Your task is to return the line containing "Reviewer note: verify that every instance of the green" plus every line after it, exactly and with nothing added.

Extracted records:
===

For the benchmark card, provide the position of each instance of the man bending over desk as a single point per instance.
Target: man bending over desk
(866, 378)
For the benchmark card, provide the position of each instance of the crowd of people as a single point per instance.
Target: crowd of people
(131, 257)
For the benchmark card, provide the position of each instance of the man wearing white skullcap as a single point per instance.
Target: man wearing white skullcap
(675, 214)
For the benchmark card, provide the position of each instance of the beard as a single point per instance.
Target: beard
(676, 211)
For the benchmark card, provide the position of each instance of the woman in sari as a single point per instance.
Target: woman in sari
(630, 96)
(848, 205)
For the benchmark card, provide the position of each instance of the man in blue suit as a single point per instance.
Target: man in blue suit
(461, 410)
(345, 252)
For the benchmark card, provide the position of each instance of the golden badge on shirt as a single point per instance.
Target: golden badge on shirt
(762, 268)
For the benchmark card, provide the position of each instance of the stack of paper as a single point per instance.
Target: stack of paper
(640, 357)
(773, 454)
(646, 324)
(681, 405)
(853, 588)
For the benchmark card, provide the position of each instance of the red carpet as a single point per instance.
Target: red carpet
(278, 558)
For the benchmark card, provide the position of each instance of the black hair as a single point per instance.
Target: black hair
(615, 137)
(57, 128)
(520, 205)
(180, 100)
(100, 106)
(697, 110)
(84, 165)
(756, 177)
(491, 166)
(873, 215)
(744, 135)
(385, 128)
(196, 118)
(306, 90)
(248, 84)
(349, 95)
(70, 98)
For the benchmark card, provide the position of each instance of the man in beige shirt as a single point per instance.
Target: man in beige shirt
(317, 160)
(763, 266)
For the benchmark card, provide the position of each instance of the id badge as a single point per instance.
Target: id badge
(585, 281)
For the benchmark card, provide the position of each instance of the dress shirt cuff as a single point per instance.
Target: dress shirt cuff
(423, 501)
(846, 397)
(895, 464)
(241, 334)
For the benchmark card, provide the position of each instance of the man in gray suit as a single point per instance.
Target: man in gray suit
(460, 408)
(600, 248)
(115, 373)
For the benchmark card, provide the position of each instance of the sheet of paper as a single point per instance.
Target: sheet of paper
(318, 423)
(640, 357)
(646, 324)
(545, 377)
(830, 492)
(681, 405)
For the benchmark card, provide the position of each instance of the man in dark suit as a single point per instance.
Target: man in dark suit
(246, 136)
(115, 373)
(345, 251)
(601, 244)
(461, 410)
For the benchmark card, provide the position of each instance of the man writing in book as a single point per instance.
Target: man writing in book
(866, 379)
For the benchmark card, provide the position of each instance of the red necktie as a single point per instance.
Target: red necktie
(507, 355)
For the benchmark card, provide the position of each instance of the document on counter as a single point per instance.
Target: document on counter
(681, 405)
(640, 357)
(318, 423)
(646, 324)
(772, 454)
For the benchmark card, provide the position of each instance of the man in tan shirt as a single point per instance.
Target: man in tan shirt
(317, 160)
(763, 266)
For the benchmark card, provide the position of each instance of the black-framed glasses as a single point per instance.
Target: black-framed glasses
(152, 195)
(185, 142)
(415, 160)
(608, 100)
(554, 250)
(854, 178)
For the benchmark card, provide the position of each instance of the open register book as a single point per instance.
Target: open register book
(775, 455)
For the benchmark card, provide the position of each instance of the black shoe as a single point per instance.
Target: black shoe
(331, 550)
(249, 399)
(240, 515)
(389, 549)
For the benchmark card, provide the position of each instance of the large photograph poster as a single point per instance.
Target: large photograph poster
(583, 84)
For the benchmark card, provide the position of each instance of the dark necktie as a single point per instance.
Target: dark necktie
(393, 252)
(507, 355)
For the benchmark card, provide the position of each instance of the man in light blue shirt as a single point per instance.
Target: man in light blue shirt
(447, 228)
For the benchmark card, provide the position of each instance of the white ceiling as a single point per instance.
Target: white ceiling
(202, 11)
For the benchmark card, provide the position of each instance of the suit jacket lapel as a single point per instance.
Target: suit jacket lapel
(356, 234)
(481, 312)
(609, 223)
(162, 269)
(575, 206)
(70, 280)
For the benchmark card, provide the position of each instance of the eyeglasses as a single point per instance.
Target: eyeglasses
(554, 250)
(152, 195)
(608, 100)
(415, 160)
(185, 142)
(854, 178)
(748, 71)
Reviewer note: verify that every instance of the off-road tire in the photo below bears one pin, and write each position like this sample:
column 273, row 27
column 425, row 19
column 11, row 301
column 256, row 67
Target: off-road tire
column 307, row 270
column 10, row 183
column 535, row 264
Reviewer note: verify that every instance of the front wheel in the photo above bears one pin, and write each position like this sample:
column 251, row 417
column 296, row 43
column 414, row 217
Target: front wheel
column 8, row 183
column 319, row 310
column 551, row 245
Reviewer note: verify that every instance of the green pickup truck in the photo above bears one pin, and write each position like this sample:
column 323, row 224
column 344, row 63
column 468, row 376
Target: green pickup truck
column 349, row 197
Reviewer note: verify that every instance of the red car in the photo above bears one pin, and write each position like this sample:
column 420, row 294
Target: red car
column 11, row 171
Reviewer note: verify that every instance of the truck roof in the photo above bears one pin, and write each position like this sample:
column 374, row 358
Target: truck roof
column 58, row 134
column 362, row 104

===

**EXERCISE SOLUTION:**
Reviewer note: verify that every instance of the green pickup truck in the photo above bears one pin, and write each position like this sample:
column 323, row 224
column 344, row 63
column 468, row 376
Target: green pickup truck
column 349, row 197
Reviewer note: verify that every instance of the red car in the photo above bears one pin, and write each position like this sample:
column 420, row 294
Target: red car
column 11, row 171
Reviewer note: verify that every instance of the truck roof in the photo above bears one pin, and write each position like this sample:
column 374, row 358
Target: truck roof
column 58, row 134
column 362, row 104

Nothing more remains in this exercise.